Count the lines in the data below that contain the string "blue", treating uppercase and lowercase letters as distinct. Give only the number.

## begin INFORMATION PROVIDED

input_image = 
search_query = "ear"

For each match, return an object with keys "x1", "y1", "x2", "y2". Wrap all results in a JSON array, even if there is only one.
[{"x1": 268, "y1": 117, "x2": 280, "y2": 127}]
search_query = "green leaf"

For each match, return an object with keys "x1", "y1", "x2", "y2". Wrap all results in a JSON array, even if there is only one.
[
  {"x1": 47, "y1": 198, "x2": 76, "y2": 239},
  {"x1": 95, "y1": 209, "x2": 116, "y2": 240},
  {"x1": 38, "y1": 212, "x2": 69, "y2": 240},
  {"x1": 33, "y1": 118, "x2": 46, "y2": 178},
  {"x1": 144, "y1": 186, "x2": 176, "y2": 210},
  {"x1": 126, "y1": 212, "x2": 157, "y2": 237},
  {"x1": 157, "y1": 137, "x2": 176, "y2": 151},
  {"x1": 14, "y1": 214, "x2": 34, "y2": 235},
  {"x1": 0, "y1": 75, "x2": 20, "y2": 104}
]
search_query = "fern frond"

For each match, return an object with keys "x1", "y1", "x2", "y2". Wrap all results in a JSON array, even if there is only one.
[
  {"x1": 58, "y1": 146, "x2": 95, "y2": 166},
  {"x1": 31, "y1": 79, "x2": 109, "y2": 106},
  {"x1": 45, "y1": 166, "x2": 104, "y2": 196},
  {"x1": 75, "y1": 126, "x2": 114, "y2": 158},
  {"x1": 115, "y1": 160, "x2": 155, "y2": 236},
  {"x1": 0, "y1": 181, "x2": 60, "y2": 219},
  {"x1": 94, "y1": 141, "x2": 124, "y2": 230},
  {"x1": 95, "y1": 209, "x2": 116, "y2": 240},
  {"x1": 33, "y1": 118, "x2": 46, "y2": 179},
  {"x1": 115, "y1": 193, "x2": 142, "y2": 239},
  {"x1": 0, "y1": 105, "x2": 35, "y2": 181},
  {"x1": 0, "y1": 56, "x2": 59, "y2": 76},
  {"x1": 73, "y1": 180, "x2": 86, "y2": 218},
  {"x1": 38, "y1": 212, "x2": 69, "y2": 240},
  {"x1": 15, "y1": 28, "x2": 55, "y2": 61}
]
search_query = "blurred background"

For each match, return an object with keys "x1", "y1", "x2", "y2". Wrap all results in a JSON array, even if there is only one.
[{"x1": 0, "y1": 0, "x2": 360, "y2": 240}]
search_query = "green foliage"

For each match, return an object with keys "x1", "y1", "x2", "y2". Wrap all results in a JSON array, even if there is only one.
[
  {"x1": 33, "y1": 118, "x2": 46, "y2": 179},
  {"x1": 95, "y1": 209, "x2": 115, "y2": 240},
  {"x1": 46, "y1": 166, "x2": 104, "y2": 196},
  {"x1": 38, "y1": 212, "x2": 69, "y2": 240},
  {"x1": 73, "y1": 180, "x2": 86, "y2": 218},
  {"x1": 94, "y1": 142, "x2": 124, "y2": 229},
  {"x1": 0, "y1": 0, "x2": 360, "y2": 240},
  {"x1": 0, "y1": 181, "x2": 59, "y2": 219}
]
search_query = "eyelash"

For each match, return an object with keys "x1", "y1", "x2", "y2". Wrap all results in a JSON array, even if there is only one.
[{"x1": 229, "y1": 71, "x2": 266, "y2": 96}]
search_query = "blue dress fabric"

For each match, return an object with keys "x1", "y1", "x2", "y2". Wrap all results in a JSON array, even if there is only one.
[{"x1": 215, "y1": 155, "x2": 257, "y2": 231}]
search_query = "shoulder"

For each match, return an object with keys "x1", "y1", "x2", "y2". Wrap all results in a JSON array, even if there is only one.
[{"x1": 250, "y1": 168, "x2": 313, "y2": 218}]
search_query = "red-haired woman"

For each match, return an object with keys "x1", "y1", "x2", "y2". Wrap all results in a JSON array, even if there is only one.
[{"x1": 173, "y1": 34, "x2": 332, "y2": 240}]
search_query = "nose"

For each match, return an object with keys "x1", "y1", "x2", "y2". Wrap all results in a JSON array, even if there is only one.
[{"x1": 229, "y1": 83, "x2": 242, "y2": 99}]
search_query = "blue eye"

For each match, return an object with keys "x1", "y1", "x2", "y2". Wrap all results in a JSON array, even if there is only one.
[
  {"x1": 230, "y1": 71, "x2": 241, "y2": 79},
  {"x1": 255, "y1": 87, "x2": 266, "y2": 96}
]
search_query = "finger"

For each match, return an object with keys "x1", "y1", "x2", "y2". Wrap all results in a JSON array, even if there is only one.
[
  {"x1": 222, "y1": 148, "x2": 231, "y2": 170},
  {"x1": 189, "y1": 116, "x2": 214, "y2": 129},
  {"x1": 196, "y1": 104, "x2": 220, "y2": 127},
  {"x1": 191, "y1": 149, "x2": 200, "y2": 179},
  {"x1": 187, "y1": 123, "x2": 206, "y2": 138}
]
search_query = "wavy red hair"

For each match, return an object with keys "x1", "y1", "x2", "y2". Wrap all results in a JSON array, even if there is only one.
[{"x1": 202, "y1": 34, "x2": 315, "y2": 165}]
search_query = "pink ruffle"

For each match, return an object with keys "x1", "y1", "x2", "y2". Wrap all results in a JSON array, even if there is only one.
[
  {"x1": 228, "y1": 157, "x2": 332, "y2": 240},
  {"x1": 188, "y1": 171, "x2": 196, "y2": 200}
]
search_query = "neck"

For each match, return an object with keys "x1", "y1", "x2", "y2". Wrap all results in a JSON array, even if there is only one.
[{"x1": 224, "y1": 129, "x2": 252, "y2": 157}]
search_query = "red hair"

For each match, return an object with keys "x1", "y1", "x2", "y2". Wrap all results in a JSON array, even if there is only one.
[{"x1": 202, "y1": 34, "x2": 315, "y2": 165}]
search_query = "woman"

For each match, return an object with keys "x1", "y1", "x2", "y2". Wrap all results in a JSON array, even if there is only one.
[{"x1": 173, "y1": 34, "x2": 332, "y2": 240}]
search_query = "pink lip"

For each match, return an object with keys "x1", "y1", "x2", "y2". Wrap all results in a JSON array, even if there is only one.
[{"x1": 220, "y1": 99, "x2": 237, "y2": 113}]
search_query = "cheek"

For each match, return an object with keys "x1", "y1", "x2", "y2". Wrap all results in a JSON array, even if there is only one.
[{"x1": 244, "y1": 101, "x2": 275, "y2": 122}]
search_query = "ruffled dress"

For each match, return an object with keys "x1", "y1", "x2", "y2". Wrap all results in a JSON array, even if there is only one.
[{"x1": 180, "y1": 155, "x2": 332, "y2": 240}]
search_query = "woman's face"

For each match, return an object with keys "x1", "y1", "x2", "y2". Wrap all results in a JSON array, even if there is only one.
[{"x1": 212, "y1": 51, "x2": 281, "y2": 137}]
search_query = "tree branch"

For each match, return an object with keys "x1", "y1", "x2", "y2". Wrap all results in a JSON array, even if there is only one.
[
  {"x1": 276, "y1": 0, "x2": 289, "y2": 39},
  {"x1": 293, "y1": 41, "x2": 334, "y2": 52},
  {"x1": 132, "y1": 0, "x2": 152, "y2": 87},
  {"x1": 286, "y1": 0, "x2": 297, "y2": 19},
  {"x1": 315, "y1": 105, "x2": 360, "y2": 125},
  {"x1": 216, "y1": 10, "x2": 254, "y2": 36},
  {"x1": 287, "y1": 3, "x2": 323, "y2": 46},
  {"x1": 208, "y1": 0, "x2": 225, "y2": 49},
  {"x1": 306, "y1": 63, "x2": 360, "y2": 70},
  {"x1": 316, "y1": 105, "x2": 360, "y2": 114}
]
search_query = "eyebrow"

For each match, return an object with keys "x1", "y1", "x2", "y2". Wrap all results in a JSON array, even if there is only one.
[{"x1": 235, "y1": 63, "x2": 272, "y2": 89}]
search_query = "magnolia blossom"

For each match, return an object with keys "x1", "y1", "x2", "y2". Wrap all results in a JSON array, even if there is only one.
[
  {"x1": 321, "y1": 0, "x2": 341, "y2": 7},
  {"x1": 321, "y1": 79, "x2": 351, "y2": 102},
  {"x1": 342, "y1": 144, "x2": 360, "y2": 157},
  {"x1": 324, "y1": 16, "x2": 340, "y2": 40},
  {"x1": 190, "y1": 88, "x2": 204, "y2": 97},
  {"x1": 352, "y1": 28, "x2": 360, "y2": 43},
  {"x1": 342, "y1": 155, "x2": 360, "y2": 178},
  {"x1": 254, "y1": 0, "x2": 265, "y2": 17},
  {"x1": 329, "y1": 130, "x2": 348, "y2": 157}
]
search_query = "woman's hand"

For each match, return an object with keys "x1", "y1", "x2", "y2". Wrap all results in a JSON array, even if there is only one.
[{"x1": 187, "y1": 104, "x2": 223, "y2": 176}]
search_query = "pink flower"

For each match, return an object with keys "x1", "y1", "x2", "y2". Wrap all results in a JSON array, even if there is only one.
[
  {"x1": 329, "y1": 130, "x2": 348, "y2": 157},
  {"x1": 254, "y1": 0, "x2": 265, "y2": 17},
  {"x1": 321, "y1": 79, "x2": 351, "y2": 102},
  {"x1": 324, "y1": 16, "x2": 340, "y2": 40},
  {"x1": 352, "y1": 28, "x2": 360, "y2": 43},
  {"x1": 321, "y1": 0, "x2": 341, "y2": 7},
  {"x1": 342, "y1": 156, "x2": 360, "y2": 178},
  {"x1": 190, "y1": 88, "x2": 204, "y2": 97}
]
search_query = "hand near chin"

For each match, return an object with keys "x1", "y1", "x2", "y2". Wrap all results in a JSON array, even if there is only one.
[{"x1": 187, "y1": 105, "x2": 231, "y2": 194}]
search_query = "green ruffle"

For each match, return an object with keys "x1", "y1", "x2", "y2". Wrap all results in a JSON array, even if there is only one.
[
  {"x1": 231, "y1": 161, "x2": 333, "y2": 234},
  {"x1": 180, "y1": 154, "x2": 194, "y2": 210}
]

## end INFORMATION PROVIDED

OUTPUT OF THE TASK:
2